Material for this task »

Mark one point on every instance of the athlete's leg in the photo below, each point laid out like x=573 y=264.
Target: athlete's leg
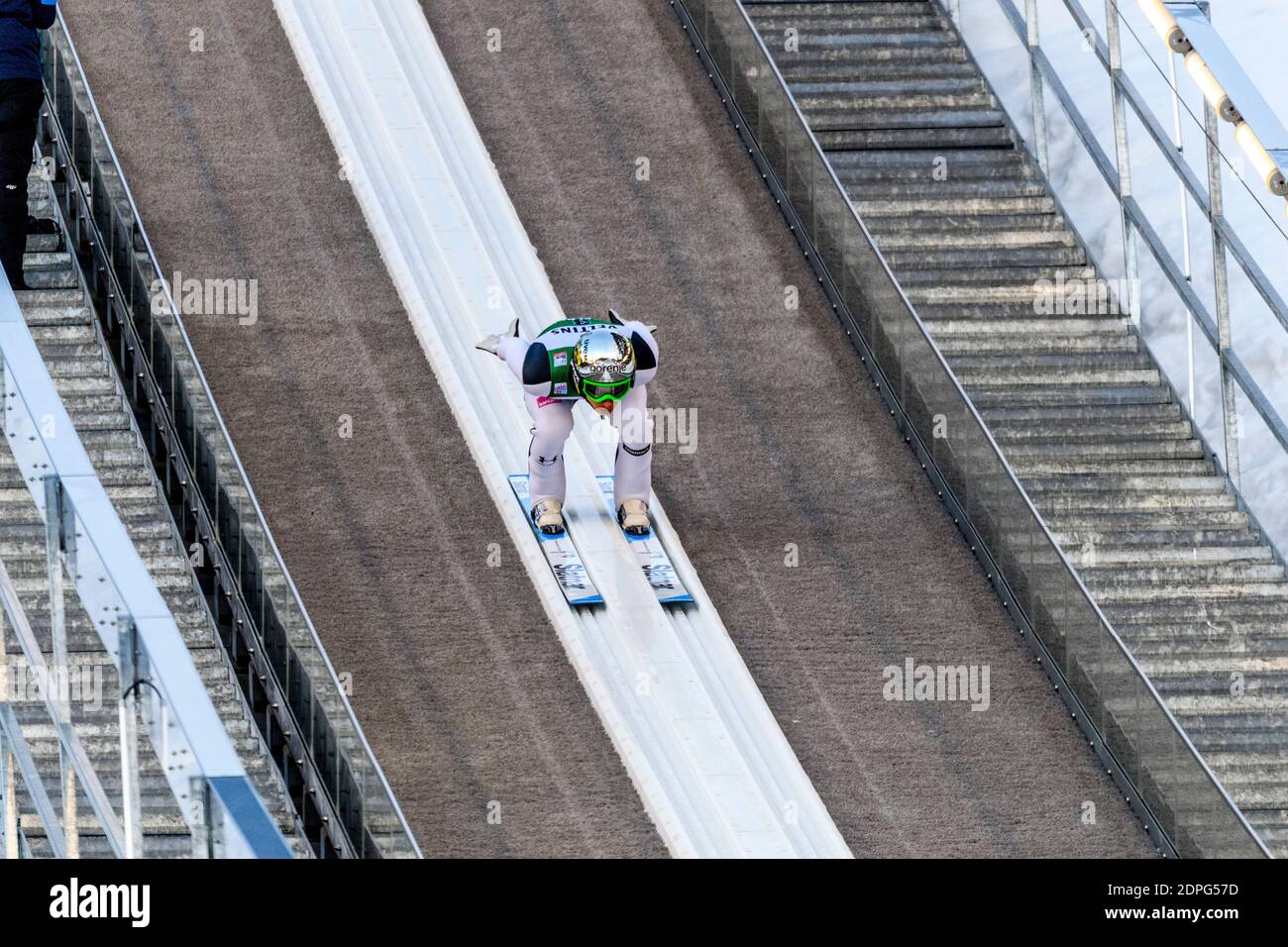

==

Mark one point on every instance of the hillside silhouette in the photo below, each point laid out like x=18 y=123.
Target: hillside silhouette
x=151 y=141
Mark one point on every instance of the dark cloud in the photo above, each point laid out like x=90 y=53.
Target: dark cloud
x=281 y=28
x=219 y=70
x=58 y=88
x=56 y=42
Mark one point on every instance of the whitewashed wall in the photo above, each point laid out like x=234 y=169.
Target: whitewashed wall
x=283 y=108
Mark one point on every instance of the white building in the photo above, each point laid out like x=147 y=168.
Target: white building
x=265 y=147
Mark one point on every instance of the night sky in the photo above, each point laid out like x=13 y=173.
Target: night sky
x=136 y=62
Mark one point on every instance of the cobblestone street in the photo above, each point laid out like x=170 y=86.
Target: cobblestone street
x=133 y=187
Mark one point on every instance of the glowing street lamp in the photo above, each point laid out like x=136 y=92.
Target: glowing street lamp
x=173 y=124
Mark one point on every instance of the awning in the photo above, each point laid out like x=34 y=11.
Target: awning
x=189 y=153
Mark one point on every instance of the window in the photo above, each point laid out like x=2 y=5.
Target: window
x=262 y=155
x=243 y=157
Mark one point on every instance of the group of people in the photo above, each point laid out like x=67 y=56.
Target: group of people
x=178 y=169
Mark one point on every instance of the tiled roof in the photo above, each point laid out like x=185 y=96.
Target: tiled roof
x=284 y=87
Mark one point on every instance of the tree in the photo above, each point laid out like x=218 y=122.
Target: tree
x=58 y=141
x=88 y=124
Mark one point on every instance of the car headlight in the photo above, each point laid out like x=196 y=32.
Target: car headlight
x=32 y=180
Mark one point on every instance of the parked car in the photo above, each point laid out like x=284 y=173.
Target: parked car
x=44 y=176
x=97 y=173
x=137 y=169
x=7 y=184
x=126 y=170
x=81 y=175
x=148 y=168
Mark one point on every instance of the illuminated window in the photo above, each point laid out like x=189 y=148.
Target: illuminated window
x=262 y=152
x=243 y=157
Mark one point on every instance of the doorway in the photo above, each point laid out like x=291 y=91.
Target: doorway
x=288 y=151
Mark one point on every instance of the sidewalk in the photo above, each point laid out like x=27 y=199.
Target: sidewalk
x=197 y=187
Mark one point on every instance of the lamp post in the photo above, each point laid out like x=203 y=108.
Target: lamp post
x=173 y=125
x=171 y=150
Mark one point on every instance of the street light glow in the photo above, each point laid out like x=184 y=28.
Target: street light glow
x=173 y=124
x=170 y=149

...

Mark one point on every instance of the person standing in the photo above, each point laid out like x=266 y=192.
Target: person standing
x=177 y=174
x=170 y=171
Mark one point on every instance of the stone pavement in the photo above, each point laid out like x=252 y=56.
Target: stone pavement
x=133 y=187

Given task »
Copy the data above, starting at the line that contains "Mark one point on every instance of the awning" and ending at the line that contains "x=288 y=151", with "laid out like" changed to "written as" throughout and everything else left as it is. Give only those lines.

Exercise result »
Mark one point on every instance of the awning in the photo above, each point written as x=34 y=11.
Target: awning
x=189 y=153
Mark one point on every instance of the window in the photo above, each point written as x=2 y=5.
Target: window
x=262 y=155
x=243 y=157
Mark one point on every instance of the group of people in the photo above, each point written as x=67 y=56.
Target: group of people
x=178 y=169
Mark one point on every instance of the tiled roof in the photo above, each point written as x=185 y=96.
Target: tiled roof
x=284 y=87
Mark one point on every instance of the tree in the photo above, each point written as x=218 y=122.
Target: tree
x=58 y=141
x=88 y=124
Mark one point on every instance of the car headlight in the photo above, each point written as x=196 y=32.
Target: car headlight
x=32 y=180
Mark one point on every instance of the parked car in the photo above, each point written as x=284 y=173.
Target: parked car
x=44 y=176
x=97 y=173
x=137 y=169
x=7 y=184
x=126 y=170
x=81 y=175
x=148 y=168
Mark one point on every instance of the illuminated window in the photo above, each point written as x=189 y=148.
Target: illuminated window
x=262 y=152
x=243 y=157
Mark one point on every instance of the doorway in the photo above, each point written as x=291 y=91.
Target: doorway
x=288 y=151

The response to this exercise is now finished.